■ Exercise
Recast each line of the listing below as a numbered list, skipping any blank lines and leaving the pictures out.

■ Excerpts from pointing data
## begin
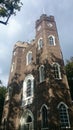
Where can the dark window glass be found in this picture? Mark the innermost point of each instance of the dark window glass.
(64, 118)
(44, 117)
(28, 88)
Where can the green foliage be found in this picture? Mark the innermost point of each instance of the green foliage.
(8, 8)
(2, 98)
(69, 73)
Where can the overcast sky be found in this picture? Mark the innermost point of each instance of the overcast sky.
(22, 28)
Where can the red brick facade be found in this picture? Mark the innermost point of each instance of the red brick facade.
(38, 95)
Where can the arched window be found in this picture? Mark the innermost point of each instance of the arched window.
(27, 121)
(28, 88)
(44, 113)
(57, 71)
(64, 117)
(40, 43)
(29, 57)
(51, 40)
(41, 73)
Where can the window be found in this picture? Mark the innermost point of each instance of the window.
(64, 117)
(12, 67)
(27, 120)
(40, 43)
(51, 40)
(57, 72)
(28, 90)
(41, 73)
(29, 57)
(44, 112)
## end
■ Solution to the exercise
1. Where can the dark window glass be found in this picture? Mark the innermost point of each instance of the dark window glass.
2. (64, 118)
3. (44, 117)
4. (28, 88)
5. Where can the green foliage be found in this picture? Mark the innermost point of each instance of the green foliage.
6. (8, 8)
7. (2, 98)
8. (69, 73)
9. Where can the overcast sky be found in this picture? Mark the innermost point of each instance of the overcast sky.
10. (22, 28)
11. Where can the red brick facade be found in this picture? Mark the innermost point of each instance of the red brick facade.
12. (38, 95)
13. Where can the arched window be found in this picture? Mark the innermost point of each instance of the arched window.
14. (27, 121)
15. (28, 88)
16. (44, 113)
17. (57, 71)
18. (64, 117)
19. (40, 43)
20. (29, 57)
21. (51, 40)
22. (41, 73)
23. Where can the window be found in this picture? Mark the innermost point of each instance of the window.
24. (64, 117)
25. (12, 67)
26. (27, 120)
27. (40, 43)
28. (51, 40)
29. (57, 72)
30. (28, 90)
31. (41, 73)
32. (29, 57)
33. (44, 112)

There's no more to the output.